Copy each line exactly. Leave nothing out.

# # # # #

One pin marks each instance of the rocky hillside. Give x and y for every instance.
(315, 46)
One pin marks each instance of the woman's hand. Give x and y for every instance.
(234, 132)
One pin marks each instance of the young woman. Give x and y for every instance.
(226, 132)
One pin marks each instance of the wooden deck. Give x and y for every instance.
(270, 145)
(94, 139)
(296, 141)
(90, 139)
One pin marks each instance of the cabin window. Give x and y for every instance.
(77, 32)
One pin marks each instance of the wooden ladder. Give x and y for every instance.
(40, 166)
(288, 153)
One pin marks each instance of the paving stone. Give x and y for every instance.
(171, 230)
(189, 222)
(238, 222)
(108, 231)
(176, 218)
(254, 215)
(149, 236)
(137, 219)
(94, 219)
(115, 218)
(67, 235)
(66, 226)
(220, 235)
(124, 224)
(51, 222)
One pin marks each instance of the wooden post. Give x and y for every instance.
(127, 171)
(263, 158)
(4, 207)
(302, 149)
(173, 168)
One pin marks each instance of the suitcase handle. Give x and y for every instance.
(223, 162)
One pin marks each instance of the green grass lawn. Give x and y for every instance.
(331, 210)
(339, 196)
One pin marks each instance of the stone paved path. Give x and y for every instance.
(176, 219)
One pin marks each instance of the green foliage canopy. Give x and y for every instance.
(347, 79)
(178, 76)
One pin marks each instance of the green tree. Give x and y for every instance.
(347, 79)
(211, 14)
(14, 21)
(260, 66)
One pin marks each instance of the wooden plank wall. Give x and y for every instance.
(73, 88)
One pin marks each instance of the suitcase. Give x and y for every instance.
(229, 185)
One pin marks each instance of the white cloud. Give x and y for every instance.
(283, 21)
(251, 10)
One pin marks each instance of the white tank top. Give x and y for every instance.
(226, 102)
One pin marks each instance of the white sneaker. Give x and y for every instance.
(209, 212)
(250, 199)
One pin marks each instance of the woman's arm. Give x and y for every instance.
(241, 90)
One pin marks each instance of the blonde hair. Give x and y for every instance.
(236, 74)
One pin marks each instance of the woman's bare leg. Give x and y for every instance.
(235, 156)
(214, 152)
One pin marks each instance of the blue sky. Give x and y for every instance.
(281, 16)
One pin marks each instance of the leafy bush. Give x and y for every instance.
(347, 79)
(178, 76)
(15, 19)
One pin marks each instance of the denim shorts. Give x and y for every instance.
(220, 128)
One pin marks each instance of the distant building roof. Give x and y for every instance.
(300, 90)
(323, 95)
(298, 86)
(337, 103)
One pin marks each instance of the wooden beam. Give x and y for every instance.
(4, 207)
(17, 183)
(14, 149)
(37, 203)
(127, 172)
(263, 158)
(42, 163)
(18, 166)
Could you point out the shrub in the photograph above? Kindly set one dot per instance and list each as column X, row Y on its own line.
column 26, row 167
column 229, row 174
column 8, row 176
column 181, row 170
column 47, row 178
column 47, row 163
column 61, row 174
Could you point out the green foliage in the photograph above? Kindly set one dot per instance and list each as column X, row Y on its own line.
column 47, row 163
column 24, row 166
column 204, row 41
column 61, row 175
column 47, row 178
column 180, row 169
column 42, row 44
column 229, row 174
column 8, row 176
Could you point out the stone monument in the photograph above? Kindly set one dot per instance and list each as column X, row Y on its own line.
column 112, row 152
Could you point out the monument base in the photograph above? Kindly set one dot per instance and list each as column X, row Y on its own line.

# # # # #

▶ **The answer**
One pin marks each instance of the rocky hillside. Give x and y for every instance.
(315, 46)
One pin marks each instance of the woman's hand. Give x and y for every instance.
(234, 132)
One pin marks each instance of the young woman. Give x and y for every instance.
(226, 132)
One pin marks each instance of the wooden deck. Give x and y for every instance.
(270, 145)
(94, 139)
(296, 141)
(90, 139)
One pin marks each instance of the cabin window. Give x and y for every instance.
(77, 32)
One pin marks each instance of the wooden ladder. Give x and y for every instance.
(40, 166)
(288, 153)
One pin marks each instance of the paving stone. Give x and y for every instance.
(171, 230)
(189, 222)
(238, 222)
(108, 231)
(176, 218)
(254, 215)
(149, 236)
(137, 219)
(94, 219)
(115, 218)
(67, 235)
(66, 226)
(220, 235)
(124, 224)
(51, 222)
One pin marks each instance of the wooden post. Give x and y for every instance.
(127, 171)
(263, 158)
(4, 207)
(302, 149)
(173, 168)
One pin marks each instance of the suitcase handle. Give x and y for every instance.
(223, 162)
One pin marks each instance of the green grass lawn. Give x and y for every instance.
(331, 210)
(339, 196)
One pin marks each instance of the stone paved path. Give x and y for every instance.
(176, 219)
One pin marks each instance of the green foliage canopy. Give x and y for every instance.
(347, 79)
(178, 76)
One pin marks each instance of the green tree. Give x and y for every instance.
(347, 79)
(211, 14)
(14, 21)
(260, 66)
One pin marks each instance of the wooden plank wall. Give x and y for every instance.
(73, 88)
One pin marks each instance of the suitcase. Give x and y for every instance.
(229, 185)
One pin marks each instance of the white cloud. Give x and y for every instance.
(283, 21)
(251, 10)
One pin marks each instance of the white tank top. Give x and y for every instance.
(226, 102)
One pin marks each instance of the white sneaker. Give x and y for every instance.
(209, 212)
(250, 199)
One pin marks each instance of the woman's arm. Give x and y for every instance.
(241, 90)
One pin marks each instance of the blonde hair. Give x and y for every instance.
(236, 74)
One pin marks each instance of the woman's bare leg. Give x and y for every instance.
(235, 156)
(214, 152)
One pin marks each instance of the blue sky. Give x and y for every instance.
(281, 16)
One pin marks each instance of the leafy bush. Give x and y for every instance.
(347, 79)
(178, 76)
(15, 19)
One pin marks each instance of the denim shorts. Give x and y for every instance.
(220, 128)
One pin marks each instance of the distant building roof. Give x and y for every instance.
(300, 90)
(323, 95)
(298, 86)
(337, 103)
One pin marks each instance of the wooden beam. Give x and y for every instance.
(4, 207)
(17, 183)
(14, 149)
(37, 203)
(127, 172)
(263, 158)
(42, 163)
(18, 166)
Could you point out the shrub in the photograph above? Kindly set one dot per instance and list each as column X, row Y on its own line.
column 26, row 167
column 229, row 174
column 8, row 176
column 181, row 170
column 47, row 178
column 47, row 163
column 61, row 174
Could you point out the green foliage in the photograph above? Kindly set one dot per instance and list each as column X, row Y on its own line.
column 47, row 163
column 24, row 166
column 204, row 41
column 61, row 175
column 47, row 178
column 180, row 169
column 42, row 44
column 229, row 174
column 8, row 176
Could you point out the stone monument in the photograph above? Kindly set one dot per instance and list each as column X, row Y on its own line.
column 112, row 152
Could you point out the monument base in the photograph above? Kindly set one dot per instance and list each as column X, row Y on its own line.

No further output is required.